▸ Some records
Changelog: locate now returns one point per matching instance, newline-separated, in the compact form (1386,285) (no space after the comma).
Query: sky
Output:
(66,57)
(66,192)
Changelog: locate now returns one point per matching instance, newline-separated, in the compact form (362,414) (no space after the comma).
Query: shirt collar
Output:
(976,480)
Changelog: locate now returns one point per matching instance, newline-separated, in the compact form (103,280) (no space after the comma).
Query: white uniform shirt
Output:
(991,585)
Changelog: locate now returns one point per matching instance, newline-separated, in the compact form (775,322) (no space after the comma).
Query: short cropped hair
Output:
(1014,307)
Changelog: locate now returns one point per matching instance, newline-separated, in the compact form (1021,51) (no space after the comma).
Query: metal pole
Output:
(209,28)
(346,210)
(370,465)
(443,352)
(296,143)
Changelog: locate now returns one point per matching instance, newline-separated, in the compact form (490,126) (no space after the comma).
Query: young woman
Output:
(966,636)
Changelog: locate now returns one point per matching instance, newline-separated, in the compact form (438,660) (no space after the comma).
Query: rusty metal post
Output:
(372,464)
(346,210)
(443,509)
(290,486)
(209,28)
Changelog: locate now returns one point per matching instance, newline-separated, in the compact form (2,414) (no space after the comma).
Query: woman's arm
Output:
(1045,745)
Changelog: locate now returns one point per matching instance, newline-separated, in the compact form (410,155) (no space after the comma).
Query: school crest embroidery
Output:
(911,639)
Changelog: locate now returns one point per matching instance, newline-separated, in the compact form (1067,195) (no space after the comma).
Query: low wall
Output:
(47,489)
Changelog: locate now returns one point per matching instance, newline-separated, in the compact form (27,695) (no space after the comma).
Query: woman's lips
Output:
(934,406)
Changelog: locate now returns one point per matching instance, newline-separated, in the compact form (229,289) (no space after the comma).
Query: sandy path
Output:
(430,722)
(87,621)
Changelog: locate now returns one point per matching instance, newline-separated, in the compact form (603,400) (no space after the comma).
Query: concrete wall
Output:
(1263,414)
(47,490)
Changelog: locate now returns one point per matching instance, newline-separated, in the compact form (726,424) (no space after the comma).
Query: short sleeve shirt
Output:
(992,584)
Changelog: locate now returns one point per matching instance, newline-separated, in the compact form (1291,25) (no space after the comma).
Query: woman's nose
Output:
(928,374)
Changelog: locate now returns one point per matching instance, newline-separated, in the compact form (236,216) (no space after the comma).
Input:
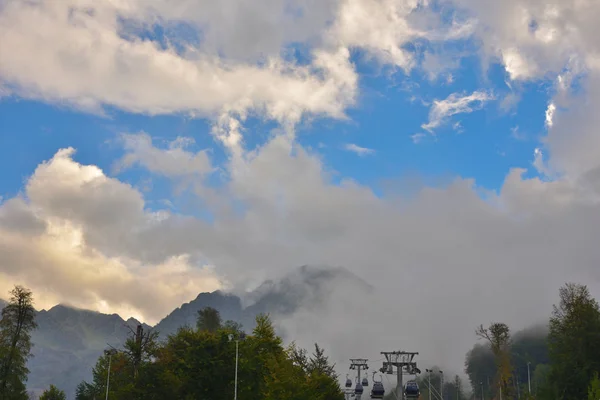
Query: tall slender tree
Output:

▸ Objective
Omit every picture while copying the listing above exactly.

▸ Correct response
Changelog: locate now returns one point per matching instance, newline-separated, in the compact form (1386,285) (no space after the comma).
Query: sky
Output:
(66,57)
(66,192)
Changelog: locate now returns one point per matching instance, newline-separated, in the compact form (362,414) (no space after the comma).
Query: shirt collar
Output:
(976,480)
Changelog: locate now returns one point per matching instance, newline-separated, in the compact form (103,280) (no space after the comma).
Query: white uniform shirt
Output:
(991,585)
Changelog: locate now returns one point per matching instance, newline-separated, in the compact form (775,322) (no space after the comma).
Query: short cropped hair
Output:
(1014,307)
Changelog: locate now returns one point per matching instance, newline-separated, in the compact form (1021,51) (no space after the comma).
Query: metal pole
Output:
(209,28)
(346,210)
(370,465)
(443,352)
(296,143)
Changelog: locate now returns one point per matching instance, newline-separated, in the compact form (490,126) (no space after the comma).
Query: young woman
Output:
(966,636)
Changelog: locate now returns one point per matching instance, newline-separated, in the compact form (438,660) (no space after the comma).
Query: rusty metal post
Output:
(372,464)
(346,210)
(443,509)
(290,486)
(209,28)
Changelog: locate now returns one point per matching instance, newline-separated, in the compact form (2,414) (no space after the comma).
Query: woman's arm
Output:
(1045,745)
Changelog: locate now returns one point per matching instance, newline-separated, in the compact form (410,155) (no space after the comma).
Query: school crest embroidery
Output:
(911,639)
Changelog: locate now returns one point per matching instance, newline-separated, in the compact form (1067,195) (no space after the comma).
Query: low wall
Output:
(47,489)
Changelog: locate now returns one point per matching instance, newline-separated, in the compact form (27,695) (no space after the comma).
Query: woman's lips
Output:
(934,406)
Changelog: locate now returns one point per matching instance, newline-separated, in the compact form (229,289) (no space after the comma).
Query: sandy path
Output:
(430,722)
(87,621)
Changelog: locate now returns one point per matching instance, newline-separated, in the compact form (603,400) (no space after the comma).
Query: concrete wall
Output:
(1263,414)
(47,490)
Changelog: locate now returns one point per matching instance, newline-separated, in the compact form (726,424) (no space after the comma).
Query: short sleeve shirt
Output:
(992,584)
Changelog: locate now returns one point per matching instance, newline-separated, in the compact form (1291,25) (no space after the comma).
Query: woman's nose
Output:
(928,374)
Changelog: locate now returns one point per matching instance, newline-separated, in the compact form (236,216) (no space after the comma).
Input:
Query: tall slender tree
Output:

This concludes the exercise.